[Dataset entries]

-----

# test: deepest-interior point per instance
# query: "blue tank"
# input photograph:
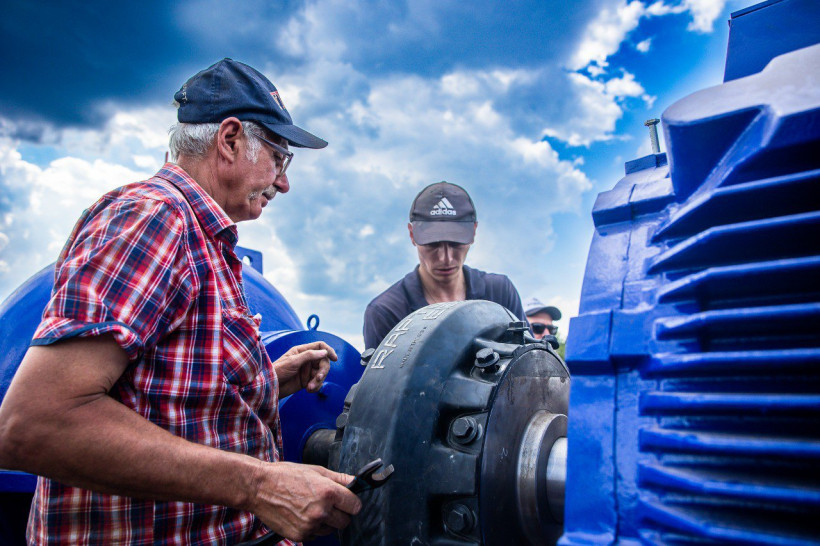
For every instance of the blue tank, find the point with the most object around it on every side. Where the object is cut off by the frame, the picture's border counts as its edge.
(302, 413)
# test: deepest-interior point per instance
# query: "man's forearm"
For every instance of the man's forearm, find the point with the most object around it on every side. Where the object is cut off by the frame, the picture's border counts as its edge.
(75, 433)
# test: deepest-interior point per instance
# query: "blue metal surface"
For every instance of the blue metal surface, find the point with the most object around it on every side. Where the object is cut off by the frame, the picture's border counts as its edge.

-----

REQUIREMENT >> Copy all of the records verbatim, omitting the pictures.

YOUR SOLUTION >>
# test: deepest-interior point per instance
# query: "blue tank"
# input photograph:
For every instance of the blue tank, find the point with the most object around it on every side. Where the object is cut off by the frame, the picture's border counts as its edge.
(302, 413)
# test: deepest-interior point per instance
# query: "man's forearm"
For every instance of the man's forearm, find the point with the most object around it on every side. Where the object is cut off by the frame, the picture's border counts as its edge.
(75, 433)
# test: deepest-interior point per instance
# query: "blue metal surface"
For every instance of the blue metal surface, find the point with the most object around it on every side. Where the object is cut off by the frame, the picture's border counts as its edge.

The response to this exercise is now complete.